**REQUIREMENT:**
Please retype the listing below without a single change.

**EXERCISE DATA:**
────────────────────

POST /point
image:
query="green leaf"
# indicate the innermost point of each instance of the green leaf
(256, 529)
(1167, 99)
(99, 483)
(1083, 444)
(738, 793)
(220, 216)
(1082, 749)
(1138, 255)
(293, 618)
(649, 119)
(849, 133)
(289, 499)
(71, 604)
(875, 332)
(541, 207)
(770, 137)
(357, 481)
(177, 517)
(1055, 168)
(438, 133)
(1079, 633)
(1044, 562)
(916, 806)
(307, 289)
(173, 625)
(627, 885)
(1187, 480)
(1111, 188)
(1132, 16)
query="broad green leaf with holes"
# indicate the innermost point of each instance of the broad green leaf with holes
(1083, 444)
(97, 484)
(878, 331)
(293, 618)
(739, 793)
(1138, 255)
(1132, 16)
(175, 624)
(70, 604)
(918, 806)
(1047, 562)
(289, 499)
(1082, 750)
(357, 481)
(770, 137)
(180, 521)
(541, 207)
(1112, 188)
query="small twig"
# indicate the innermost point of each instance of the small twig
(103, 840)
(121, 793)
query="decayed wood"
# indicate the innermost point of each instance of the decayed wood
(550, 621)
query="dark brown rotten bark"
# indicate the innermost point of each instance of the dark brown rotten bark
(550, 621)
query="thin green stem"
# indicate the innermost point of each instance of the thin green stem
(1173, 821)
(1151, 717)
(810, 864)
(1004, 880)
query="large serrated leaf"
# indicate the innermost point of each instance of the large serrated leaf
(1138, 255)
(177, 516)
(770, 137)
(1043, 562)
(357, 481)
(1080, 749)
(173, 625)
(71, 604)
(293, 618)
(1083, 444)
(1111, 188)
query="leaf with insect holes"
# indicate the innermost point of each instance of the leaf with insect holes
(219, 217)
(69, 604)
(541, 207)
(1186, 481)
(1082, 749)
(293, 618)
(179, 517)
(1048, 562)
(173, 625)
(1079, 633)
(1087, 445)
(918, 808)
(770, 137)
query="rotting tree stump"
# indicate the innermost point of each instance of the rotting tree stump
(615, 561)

────────────────────

**OUTPUT FOR THIS TASK:**
POST /point
image:
query="green leaf"
# indicate the innermost point of each instance of the green leaf
(256, 529)
(1167, 99)
(99, 483)
(1083, 444)
(738, 793)
(220, 216)
(1082, 749)
(1138, 255)
(293, 618)
(649, 119)
(849, 133)
(289, 499)
(71, 604)
(875, 332)
(541, 207)
(770, 137)
(357, 481)
(177, 517)
(1055, 168)
(438, 133)
(1079, 633)
(1044, 562)
(916, 806)
(307, 289)
(173, 625)
(627, 885)
(1187, 480)
(1111, 188)
(1132, 16)
query="broad green leaf with holes"
# indicate the innermost point of each instance of the broad green leaf with holes
(1083, 444)
(97, 484)
(878, 331)
(293, 618)
(739, 793)
(1138, 255)
(1132, 16)
(175, 624)
(70, 604)
(918, 806)
(1047, 562)
(289, 499)
(1082, 750)
(357, 481)
(770, 137)
(180, 521)
(541, 207)
(1112, 188)
query="small twig"
# indicate the innermost point of each instance of the small twig
(103, 840)
(121, 793)
query="decayed wood"
# indicate the innermost point of each instance of the decayed wood
(550, 621)
query="dark brown rotten bark"
# indicate the innermost point of each instance of the dark brown rotten bark
(550, 621)
query="thin green stem"
# indicate the innermost point of each instance of the thin green stem
(1173, 821)
(1151, 717)
(810, 864)
(1004, 880)
query="large serrated leaf"
# indicate the innermost point of each instance of the large serrated leaf
(1138, 255)
(177, 516)
(770, 137)
(1043, 562)
(357, 481)
(1080, 749)
(173, 625)
(71, 604)
(293, 618)
(1083, 444)
(1111, 188)
query="leaf with insect holes"
# indicate the innermost point of each instance of the leaf with insect holes
(219, 217)
(69, 604)
(541, 207)
(1186, 481)
(1082, 749)
(293, 618)
(179, 517)
(1048, 562)
(173, 625)
(1079, 633)
(1087, 445)
(918, 808)
(770, 137)
query="rotting tree stump"
# indicate the innermost point of each instance of the rotting tree stump
(615, 561)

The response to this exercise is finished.